Thus the results even when based on acknowledged incomplete and conservative data, are of such significance that it does not seem possible that the part the forests play in the control of floods can be longer ignored. Certainly it would seem that any plan of the river control that does not include forestry as an auxiliary measure would overlook an important aid in the control of floods at their source.

The recommendations of the department included in the accompanying report indicate the way in which the forests may be made to do their part, and the department will, of course, go as far as it can in its endeavor to improve the situation.

Very sincerely,

The PRESIDENT,

The White House.

W. M. JARDINE, Secretary.

PROTECTION FORESTS OF THE MISSISSIPPI RIVER WATERSHED AND THEIR PART IN FLOOD PREVENTION

By E. A. SHERMAN, A880ciate Forester, Forest Service

FOREWORD

In times past, even before the white man had disturbed the heavy forests of the Mississippi River Basin, floods were known there. With the settlement of the country, forest fires, overcutting, and the abuse of forest and other lands have served to increase the possibility of floods and their severity and the amount and extent of erosion. Forests have a part in the general flood and erosion problem, and it is well that this part should be recognized. It should be emphasized, however, that it is not proposed that forestry should supplant engineering works in flood control, but that forestry should supplement whatever means of artificial control may be adopted by engineers.

A program of sound forestry development that will permit the forests of the Mississippi River Basin to exert their greatest influence on the regulation of water flow should include protection of all forest lands against fire, the reforestation of all denuded lands unsuited for agriculture, the extension of proper forest practices to all forest lands, the public ownership of particularly critical areas, the continuance of existing public forests, and placing the public grazing lands under management. This program should be supplemented by additional research and investigation of ways and means for the better handling of forest lands as a means of controlling erosion and minimizing floods.

INTRODUCTION

The Mississippi River, from time immemorial and until prevented by artificial barriers, was accustomed every few years to inundate about 30,000 square miles of land. This ancient flood plain, which under levee protection had been developed into a very rich territory, was the scene of the flood of 1927 (fig. 1), the greatest physical disaster in American history. Uncontrollable waters inundated about 18,000 square miles of country and dispossessed about 750,000 people of their homes, some temporarily and some permanently. The property loss was appalling. Fortunately, about 12,000 square miles of the richest portions of the ancient flood plain, as well as the city of New Orleans, were saved by protecting levees.

This disaster removed every doubt that the problem of controlling floods on the Mississippi River is a national responsibility, challenging the best efforts of every public agency. The Forest Service responded by promptly undertaking an investigation of the forests and forest lands of the Mississippi watershed to determine their relation to the great flood problem and the measure in which they might be made to contribute to its solution. The purpose of this publication is to present in broad outline the fruits of that study.

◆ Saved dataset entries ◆
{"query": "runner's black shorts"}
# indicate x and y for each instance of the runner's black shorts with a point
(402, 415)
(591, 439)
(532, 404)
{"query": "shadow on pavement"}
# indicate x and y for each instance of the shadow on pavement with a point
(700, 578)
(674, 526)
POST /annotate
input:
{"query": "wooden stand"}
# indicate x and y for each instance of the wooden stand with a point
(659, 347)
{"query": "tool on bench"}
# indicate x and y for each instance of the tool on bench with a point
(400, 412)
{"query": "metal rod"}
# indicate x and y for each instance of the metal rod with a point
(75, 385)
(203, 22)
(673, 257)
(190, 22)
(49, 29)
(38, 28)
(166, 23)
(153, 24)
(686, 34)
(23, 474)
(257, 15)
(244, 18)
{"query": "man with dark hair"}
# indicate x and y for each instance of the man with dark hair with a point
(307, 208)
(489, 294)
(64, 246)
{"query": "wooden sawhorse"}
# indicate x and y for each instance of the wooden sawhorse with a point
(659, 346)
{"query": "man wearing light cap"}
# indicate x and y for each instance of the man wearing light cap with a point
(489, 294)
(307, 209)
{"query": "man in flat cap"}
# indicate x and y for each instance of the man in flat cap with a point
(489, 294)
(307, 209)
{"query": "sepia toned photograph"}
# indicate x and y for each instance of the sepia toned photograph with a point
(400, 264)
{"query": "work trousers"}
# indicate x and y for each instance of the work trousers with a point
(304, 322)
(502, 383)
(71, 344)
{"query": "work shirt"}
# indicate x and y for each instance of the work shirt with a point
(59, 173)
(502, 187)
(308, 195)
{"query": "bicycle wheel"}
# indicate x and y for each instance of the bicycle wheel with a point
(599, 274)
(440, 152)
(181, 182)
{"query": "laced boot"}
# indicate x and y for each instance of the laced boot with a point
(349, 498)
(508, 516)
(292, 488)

◆ SHORT TASK 1 ◆
Please copy the passage of the flood-control excerpt between "W. M. JARDINE, Secretary." and "adopted by engineers.", inclusive.
◆ SHORT TASK 2 ◆
Return every line of the entries that contains the string "dark", matching case exactly.

◆ EXERCISE SOLUTION 1 ◆
W. M. JARDINE, Secretary.

PROTECTION FORESTS OF THE MISSISSIPPI RIVER WATERSHED AND THEIR PART IN FLOOD PREVENTION

By E. A. SHERMAN, A880ciate Forester, Forest Service

FOREWORD

In times past, even before the white man had disturbed the heavy forests of the Mississippi River Basin, floods were known there. With the settlement of the country, forest fires, overcutting, and the abuse of forest and other lands have served to increase the possibility of floods and their severity and the amount and extent of erosion. Forests have a part in the general flood and erosion problem, and it is well that this part should be recognized. It should be emphasized, however, that it is not proposed that forestry should supplant engineering works in flood control, but that forestry should supplement whatever means of artificial control may be adopted by engineers.

◆ EXERCISE SOLUTION 2 ◆
{"query": "man with dark hair"}
# indicate x and y for each instance of the man with dark hair with a point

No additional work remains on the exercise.